# Materials provided
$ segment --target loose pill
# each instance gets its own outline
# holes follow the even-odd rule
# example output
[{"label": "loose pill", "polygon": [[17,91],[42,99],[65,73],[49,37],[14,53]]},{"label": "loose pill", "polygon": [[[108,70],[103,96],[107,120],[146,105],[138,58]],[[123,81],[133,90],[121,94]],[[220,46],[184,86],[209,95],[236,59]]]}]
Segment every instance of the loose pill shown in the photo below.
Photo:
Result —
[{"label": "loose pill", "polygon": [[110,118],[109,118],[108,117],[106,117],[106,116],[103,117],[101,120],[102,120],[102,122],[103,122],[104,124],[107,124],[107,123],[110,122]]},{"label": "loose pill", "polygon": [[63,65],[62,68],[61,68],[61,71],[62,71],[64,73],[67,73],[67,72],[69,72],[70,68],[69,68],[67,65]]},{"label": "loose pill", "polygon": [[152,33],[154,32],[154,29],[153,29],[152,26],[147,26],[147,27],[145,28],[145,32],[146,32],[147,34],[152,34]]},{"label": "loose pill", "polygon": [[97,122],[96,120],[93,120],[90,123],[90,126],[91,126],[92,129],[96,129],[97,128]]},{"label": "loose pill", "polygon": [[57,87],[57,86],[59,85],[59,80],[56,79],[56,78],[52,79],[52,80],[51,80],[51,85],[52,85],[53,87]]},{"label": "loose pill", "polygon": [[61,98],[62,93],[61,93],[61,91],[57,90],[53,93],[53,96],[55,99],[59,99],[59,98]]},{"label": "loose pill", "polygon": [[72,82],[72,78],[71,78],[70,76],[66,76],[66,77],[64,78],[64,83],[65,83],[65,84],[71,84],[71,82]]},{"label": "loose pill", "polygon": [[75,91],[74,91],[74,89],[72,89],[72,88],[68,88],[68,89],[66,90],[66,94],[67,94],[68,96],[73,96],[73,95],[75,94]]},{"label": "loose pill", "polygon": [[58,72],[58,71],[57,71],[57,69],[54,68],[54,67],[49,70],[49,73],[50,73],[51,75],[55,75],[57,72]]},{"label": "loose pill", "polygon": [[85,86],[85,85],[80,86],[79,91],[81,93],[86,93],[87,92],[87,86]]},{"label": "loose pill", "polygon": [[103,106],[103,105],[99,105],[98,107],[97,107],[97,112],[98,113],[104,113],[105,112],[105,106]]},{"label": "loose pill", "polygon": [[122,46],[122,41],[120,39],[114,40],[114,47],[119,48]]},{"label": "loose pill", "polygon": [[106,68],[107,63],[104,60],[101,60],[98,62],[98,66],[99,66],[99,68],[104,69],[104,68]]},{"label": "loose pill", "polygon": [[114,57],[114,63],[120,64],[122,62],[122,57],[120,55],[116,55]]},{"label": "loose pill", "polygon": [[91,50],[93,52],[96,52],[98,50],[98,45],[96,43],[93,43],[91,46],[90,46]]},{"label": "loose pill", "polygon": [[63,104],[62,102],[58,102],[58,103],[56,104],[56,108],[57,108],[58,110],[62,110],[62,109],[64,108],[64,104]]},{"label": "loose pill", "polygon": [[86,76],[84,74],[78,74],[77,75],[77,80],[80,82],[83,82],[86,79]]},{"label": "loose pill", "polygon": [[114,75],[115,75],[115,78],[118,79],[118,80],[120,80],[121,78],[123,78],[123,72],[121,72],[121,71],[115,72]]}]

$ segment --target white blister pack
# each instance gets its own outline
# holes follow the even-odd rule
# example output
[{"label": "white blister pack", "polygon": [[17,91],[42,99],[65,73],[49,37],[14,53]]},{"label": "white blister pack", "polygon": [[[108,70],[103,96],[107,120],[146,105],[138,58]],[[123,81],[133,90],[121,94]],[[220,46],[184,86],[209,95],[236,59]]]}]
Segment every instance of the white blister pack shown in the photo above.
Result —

# The problem
Reproduce all of the material above word for word, from its first line to its last.

# Written reply
$ segment --target loose pill
# each instance gets its own outline
# holes follow the even-odd rule
# example output
[{"label": "loose pill", "polygon": [[17,91],[42,99],[65,73],[49,37],[14,53]]},{"label": "loose pill", "polygon": [[[108,70],[103,96],[107,120],[146,105],[138,58]],[[123,81],[133,90],[121,94]],[[220,46],[184,86],[209,95],[236,59]]]}]
Segment every instance of the loose pill shown in the photo below.
Photo:
Result —
[{"label": "loose pill", "polygon": [[110,118],[109,118],[108,117],[106,117],[106,116],[103,117],[101,120],[102,120],[102,122],[103,122],[104,124],[107,124],[107,123],[110,122]]},{"label": "loose pill", "polygon": [[63,65],[62,68],[61,68],[61,71],[62,71],[64,73],[67,73],[67,72],[69,72],[70,68],[69,68],[67,65]]},{"label": "loose pill", "polygon": [[152,33],[154,32],[154,29],[153,29],[152,26],[147,26],[147,27],[145,28],[145,32],[146,32],[147,34],[152,34]]},{"label": "loose pill", "polygon": [[97,122],[96,120],[93,120],[90,123],[90,126],[91,126],[92,129],[96,129],[97,128]]},{"label": "loose pill", "polygon": [[57,87],[57,86],[59,85],[59,80],[56,79],[56,78],[52,79],[52,80],[51,80],[51,85],[52,85],[53,87]]},{"label": "loose pill", "polygon": [[61,98],[62,93],[61,93],[61,91],[57,90],[53,93],[53,96],[55,99],[59,99],[59,98]]},{"label": "loose pill", "polygon": [[72,82],[72,78],[71,78],[70,76],[66,76],[66,77],[64,78],[64,83],[65,83],[65,84],[71,84],[71,82]]},{"label": "loose pill", "polygon": [[75,91],[74,91],[74,89],[72,89],[72,88],[68,88],[68,89],[66,90],[66,94],[67,94],[68,96],[73,96],[73,95],[75,94]]},{"label": "loose pill", "polygon": [[58,72],[58,71],[57,71],[57,69],[54,68],[54,67],[49,70],[49,73],[50,73],[51,75],[55,75],[57,72]]},{"label": "loose pill", "polygon": [[85,86],[85,85],[80,86],[79,91],[81,93],[86,93],[87,92],[87,86]]},{"label": "loose pill", "polygon": [[103,106],[103,105],[99,105],[98,107],[97,107],[97,112],[98,113],[104,113],[105,112],[105,106]]},{"label": "loose pill", "polygon": [[122,46],[122,41],[120,39],[114,40],[114,47],[119,48]]},{"label": "loose pill", "polygon": [[106,68],[107,63],[104,60],[101,60],[98,62],[98,66],[99,66],[99,68],[104,69],[104,68]]},{"label": "loose pill", "polygon": [[114,57],[114,63],[120,64],[122,62],[122,57],[120,55],[116,55]]},{"label": "loose pill", "polygon": [[91,50],[93,52],[96,52],[98,50],[98,45],[96,43],[93,43],[91,46],[90,46]]},{"label": "loose pill", "polygon": [[63,104],[62,102],[58,102],[58,103],[56,104],[56,108],[57,108],[58,110],[62,110],[62,109],[64,108],[64,104]]},{"label": "loose pill", "polygon": [[86,76],[84,74],[78,74],[77,75],[77,80],[80,82],[83,82],[86,79]]},{"label": "loose pill", "polygon": [[114,75],[115,75],[115,78],[118,79],[118,80],[120,80],[121,78],[123,78],[123,72],[121,72],[121,71],[115,72]]}]

$ segment --target white blister pack
# each instance gets its own outline
# holes follow the even-odd rule
# example output
[{"label": "white blister pack", "polygon": [[17,91],[42,99],[65,73],[49,37],[14,53]]},{"label": "white blister pack", "polygon": [[[108,70],[103,96],[107,120],[146,105],[138,58]],[[123,81],[133,90],[121,94]],[[220,46],[184,86],[209,95],[236,59]]]}]
Segment every instance of the white blister pack shown in the photo above.
Result —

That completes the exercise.